#### [What is expected]
Transcribe the text on Maudlin's Cemetery below word for word, in full.

#### [Text]
= = = =

Maudlin's Cemetery is a Church of Ireland cemetery located in Naas, Ireland. It is notable for its two large pyramid-shaped mausoleums, and as the burial place of much of the local aristocracy.

History

The name is archaically spelled Maudlings; derives from Mary Magdalene, often depicted in art as mourning for Jesus after his crucifixion, and thus associated with burial grounds (cf. maudlin). At the time of the dissolution of the monasteries (c. 1540), Great Connell Priory was noted as possessing seven acres near to "the Maudelein of Naas." By 1606 the lands at Maudlings belonged to the chantry priests of St. David's Church, Naas.

The cemetery dates to a 1780 donation by John Bourke, 1st Earl of Mayo; it was enclosed in 1782, although the oldest surviving inscription is from 1828.

The west pyramid was built in honour of Anne de Burgh, wife of Walter Hussey Burgh, while the east pyramid is unmarked but believed to belong to another member of the De Burgh family.

The cemetery was expanded in 1889.

The Journal of the Co. Kildare Archaeological Society recorded in 1895 that grave-robbing took place at Maudlin's, with the body of Moorehead, former governor of Naas Gaol, being one of the victims.

= = = =

#### [Data lines]
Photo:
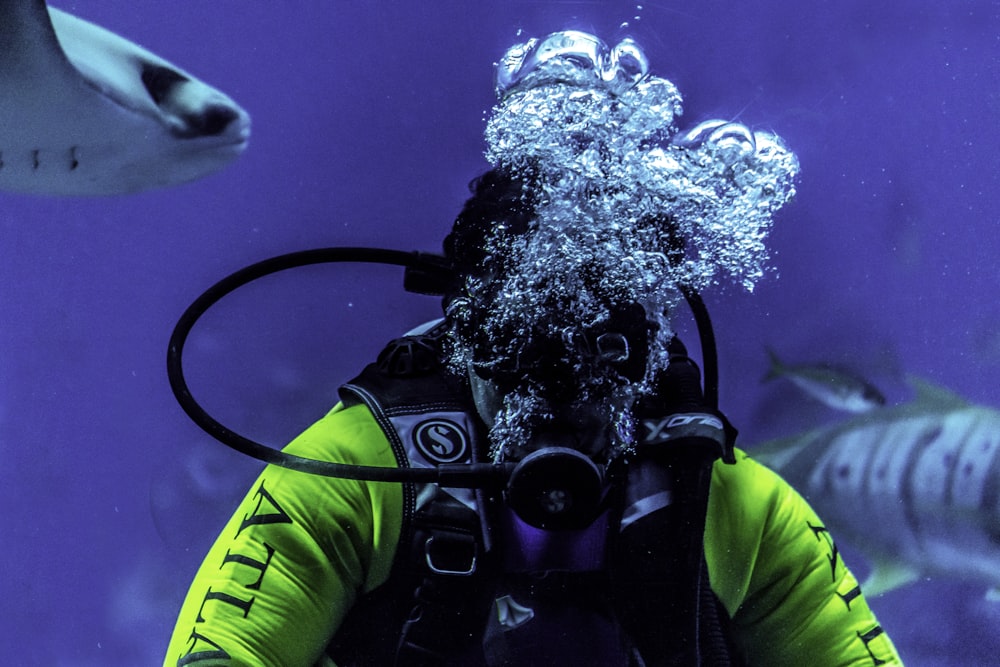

= = = =

#### [Result]
Maudlin's Cemetery is a Church of Ireland cemetery located in Naas, Ireland. It is notable for its two large pyramid-shaped mausoleums, and as the burial place of much of the local aristocracy.

History

The name is archaically spelled Maudlings; derives from Mary Magdalene, often depicted in art as mourning for Jesus after his crucifixion, and thus associated with burial grounds (cf. maudlin). At the time of the dissolution of the monasteries (c. 1540), Great Connell Priory was noted as possessing seven acres near to "the Maudelein of Naas." By 1606 the lands at Maudlings belonged to the chantry priests of St. David's Church, Naas.

The cemetery dates to a 1780 donation by John Bourke, 1st Earl of Mayo; it was enclosed in 1782, although the oldest surviving inscription is from 1828.

The west pyramid was built in honour of Anne de Burgh, wife of Walter Hussey Burgh, while the east pyramid is unmarked but believed to belong to another member of the De Burgh family.

The cemetery was expanded in 1889.

The Journal of the Co. Kildare Archaeological Society recorded in 1895 that grave-robbing took place at Maudlin's, with the body of Moorehead, former governor of Naas Gaol, being one of the victims.